Available data →

——————

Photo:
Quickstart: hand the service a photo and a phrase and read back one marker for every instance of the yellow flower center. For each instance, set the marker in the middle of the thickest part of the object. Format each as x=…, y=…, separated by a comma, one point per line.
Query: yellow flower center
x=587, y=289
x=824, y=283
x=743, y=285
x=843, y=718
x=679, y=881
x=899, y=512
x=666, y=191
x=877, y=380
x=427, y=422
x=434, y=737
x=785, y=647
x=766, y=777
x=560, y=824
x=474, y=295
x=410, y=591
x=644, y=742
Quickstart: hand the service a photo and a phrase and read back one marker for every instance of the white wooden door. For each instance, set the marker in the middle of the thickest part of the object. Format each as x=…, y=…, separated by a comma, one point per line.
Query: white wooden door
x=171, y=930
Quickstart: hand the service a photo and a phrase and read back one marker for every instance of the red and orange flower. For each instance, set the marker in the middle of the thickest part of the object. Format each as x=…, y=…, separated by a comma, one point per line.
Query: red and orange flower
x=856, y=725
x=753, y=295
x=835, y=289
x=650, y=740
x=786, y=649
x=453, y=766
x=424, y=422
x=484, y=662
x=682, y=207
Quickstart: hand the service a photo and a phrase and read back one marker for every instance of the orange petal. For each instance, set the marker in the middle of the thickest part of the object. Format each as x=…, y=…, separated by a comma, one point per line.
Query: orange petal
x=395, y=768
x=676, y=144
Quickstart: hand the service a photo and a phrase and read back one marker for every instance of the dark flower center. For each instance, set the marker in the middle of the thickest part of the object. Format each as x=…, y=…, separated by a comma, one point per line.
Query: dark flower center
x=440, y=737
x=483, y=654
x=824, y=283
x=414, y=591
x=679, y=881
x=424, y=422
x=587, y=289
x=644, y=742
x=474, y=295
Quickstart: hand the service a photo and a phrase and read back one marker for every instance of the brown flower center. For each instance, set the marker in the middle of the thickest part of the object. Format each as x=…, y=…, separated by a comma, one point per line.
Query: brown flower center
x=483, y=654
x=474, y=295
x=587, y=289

——————

With nothing left out, copy the data above exactly.

Photo:
Quickstart: hand the service a photo and a phrase and read back one marker for every instance of the yellow flower center. For each instance, set the marker in the middle of the thickest part of the object. Format each as x=…, y=…, separated by a comma, one point per line.
Query: yellow flower center
x=587, y=289
x=824, y=283
x=743, y=285
x=843, y=718
x=679, y=881
x=899, y=512
x=666, y=191
x=877, y=380
x=427, y=422
x=434, y=737
x=785, y=647
x=766, y=777
x=560, y=824
x=474, y=295
x=410, y=591
x=644, y=742
Quickstart: hand the service a photo and a phrase and read back one marker for every instance of the white wooden door. For each instance, set the marker in the middle of the thickest part of the object. Format each as x=…, y=…, separated by a comma, one point per line.
Query: white wooden door
x=171, y=930
Quickstart: hand the service a photo and a phrase and read back one marker for every instance of the red and orange flower. For each instance, set the marker in the middle of the thickest part of the object. Format each as x=…, y=…, separated by a comma, one point per line.
Query: red and orange flower
x=856, y=725
x=753, y=295
x=835, y=289
x=650, y=740
x=786, y=649
x=453, y=766
x=424, y=422
x=484, y=662
x=682, y=207
Quickstart: hand the service a photo and a phrase and read back one marker for every instance of the orange petal. For each instance, set the marker in the middle of the thickest part of the object. Format each as x=…, y=…, separated by a comma, one point per line.
Query: orange petal
x=395, y=768
x=676, y=144
Quickstart: hand the service a photo and a phrase and read back one marker for every instance of the dark flower center. For each instance, set the marker in the middle of the thickest part of the object. Format each as x=…, y=…, separated by a comma, one point per line.
Query: dark flower center
x=440, y=737
x=483, y=654
x=824, y=283
x=414, y=591
x=679, y=881
x=424, y=422
x=587, y=289
x=644, y=742
x=474, y=295
Quickstart: hand the service a photo and a phrase and read back one marker for every instance of the brown flower center. For each instance, set the marker in the middle of the thickest part of the object. Format each as x=…, y=…, separated by a comma, one point per line.
Query: brown flower center
x=483, y=654
x=474, y=295
x=587, y=289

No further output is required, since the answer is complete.